Task instructions:
Set down exactly the lines from the one containing "Can you spot the church" through the end of the records below, both included, and nothing else.
──────── Data supplied ────────
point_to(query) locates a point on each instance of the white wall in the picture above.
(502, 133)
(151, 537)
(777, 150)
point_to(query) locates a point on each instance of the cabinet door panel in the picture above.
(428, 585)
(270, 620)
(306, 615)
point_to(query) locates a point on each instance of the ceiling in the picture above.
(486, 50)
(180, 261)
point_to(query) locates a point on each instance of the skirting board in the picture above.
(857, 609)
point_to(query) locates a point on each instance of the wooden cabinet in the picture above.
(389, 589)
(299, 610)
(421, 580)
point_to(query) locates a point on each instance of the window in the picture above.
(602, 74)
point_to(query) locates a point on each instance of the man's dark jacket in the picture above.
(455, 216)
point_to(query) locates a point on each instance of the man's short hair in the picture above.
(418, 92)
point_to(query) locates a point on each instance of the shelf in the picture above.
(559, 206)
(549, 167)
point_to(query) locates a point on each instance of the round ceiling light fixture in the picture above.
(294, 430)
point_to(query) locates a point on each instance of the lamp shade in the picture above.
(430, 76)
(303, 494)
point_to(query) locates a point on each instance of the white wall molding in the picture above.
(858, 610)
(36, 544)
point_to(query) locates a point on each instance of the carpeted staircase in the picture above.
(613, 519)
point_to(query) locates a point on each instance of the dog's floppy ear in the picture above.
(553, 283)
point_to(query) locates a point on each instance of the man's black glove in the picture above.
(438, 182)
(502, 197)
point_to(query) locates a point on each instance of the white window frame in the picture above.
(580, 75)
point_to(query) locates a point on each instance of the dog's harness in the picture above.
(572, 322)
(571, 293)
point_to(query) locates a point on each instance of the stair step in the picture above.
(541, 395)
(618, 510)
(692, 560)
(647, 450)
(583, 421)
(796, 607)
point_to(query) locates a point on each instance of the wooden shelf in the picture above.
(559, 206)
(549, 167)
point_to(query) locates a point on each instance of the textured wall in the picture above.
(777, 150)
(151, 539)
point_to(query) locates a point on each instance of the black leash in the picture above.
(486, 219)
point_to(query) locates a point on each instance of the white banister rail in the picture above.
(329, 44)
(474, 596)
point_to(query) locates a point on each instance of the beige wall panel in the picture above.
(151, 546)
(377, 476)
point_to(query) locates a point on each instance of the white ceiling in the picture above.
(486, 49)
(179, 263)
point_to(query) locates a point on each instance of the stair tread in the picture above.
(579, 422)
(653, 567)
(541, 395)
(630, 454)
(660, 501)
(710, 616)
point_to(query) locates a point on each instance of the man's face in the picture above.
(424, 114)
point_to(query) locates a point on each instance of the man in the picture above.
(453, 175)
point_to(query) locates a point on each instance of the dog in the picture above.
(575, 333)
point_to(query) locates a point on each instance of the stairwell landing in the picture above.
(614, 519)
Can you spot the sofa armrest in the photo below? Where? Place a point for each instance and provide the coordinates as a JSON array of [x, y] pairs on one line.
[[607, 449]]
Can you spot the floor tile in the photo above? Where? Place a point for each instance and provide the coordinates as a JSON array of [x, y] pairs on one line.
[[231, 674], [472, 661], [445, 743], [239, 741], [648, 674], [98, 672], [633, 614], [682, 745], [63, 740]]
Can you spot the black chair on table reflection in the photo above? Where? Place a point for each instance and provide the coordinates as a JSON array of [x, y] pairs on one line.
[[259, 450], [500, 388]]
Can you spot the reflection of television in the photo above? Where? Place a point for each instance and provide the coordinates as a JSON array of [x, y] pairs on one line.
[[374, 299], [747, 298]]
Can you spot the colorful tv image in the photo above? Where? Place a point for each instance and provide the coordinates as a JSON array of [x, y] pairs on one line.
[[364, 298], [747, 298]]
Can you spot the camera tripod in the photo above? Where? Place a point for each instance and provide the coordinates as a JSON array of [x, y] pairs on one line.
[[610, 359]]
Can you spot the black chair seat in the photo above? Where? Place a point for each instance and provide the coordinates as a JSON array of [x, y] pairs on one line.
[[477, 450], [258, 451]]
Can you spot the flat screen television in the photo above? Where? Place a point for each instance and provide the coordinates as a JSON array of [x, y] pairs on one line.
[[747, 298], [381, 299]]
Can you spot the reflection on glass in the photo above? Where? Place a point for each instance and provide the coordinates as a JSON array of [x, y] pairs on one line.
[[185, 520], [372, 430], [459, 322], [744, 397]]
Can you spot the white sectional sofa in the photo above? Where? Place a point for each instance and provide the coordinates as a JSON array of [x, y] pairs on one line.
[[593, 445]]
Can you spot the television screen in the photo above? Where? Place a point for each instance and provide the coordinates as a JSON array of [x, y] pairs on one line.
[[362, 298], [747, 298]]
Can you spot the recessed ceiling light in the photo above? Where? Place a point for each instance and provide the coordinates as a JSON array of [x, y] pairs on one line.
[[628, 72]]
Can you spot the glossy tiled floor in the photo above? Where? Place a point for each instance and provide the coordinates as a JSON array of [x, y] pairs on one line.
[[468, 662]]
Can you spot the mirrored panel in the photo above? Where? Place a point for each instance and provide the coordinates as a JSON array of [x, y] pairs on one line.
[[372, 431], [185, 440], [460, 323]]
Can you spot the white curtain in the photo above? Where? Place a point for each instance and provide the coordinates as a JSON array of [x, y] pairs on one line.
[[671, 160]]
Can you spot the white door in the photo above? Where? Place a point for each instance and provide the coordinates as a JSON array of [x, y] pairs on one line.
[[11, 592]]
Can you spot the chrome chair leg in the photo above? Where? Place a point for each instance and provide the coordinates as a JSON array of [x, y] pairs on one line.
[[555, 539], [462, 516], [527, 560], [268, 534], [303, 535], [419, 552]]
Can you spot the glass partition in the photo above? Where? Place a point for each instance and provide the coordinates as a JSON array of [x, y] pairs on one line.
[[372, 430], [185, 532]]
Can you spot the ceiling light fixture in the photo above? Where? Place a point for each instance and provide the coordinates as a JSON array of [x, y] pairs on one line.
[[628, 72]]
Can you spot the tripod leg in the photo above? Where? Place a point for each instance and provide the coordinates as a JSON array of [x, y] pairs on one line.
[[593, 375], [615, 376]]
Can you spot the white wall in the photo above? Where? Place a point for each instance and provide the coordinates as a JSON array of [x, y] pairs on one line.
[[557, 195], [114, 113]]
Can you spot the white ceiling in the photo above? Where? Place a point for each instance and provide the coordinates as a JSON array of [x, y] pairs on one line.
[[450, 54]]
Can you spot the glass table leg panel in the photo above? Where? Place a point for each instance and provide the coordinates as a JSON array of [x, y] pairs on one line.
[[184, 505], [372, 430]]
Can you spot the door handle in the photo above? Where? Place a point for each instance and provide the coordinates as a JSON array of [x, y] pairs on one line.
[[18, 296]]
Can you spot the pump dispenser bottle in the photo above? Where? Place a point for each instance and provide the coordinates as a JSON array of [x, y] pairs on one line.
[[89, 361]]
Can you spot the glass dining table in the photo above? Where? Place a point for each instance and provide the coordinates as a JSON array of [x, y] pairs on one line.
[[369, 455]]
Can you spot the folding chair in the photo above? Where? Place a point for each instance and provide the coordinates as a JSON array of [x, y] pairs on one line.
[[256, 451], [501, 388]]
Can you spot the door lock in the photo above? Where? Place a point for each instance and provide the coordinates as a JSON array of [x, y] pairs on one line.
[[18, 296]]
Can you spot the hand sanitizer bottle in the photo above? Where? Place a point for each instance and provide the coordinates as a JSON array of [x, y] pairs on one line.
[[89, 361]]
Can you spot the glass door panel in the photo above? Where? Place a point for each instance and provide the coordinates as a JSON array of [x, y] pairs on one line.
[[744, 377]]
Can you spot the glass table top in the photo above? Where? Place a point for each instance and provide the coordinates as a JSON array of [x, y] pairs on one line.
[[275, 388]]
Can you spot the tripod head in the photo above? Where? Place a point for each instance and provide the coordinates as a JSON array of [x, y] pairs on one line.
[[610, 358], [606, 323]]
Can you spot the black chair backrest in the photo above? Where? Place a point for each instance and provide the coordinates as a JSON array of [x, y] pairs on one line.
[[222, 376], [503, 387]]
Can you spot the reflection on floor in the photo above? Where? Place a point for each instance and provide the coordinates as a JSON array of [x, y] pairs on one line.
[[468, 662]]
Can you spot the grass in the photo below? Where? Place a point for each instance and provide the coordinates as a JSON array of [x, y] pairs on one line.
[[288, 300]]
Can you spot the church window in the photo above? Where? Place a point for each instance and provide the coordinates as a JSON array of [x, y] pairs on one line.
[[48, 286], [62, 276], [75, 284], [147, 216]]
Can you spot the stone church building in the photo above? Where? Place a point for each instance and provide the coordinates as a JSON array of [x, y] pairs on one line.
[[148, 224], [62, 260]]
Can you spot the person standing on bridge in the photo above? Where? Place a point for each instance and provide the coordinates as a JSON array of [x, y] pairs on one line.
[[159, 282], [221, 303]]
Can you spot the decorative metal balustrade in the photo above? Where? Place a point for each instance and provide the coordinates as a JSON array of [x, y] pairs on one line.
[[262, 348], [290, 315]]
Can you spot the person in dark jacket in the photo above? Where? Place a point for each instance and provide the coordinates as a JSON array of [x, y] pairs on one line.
────────
Task output:
Can you spot the church window in the photo above? Where? Place a point for each instance and provide the coordinates as a JSON array of [x, y] pairs on one line.
[[48, 286], [62, 276], [75, 284], [147, 216]]
Can you spot the stone church building in the photo above? Where? Place a point for each instance and provide the coordinates as a JSON array of [x, y] pairs on one line.
[[148, 224], [62, 260]]
Can you spot the person standing on bridge in the photo above? Where? Place a point for each instance and provide the coordinates as a JSON array of [x, y] pairs on one line.
[[159, 282], [221, 303]]
Can you spot the decorative metal balustrade in the photo above? Where? Place a point for each instance and provide the coordinates as a JSON array of [x, y] pairs on one line.
[[262, 348], [290, 315]]
Can you spot the person in dark jacket in the photo above? Where? Place a point for each instance and provide the coordinates as a JSON array of [x, y] pairs on one line.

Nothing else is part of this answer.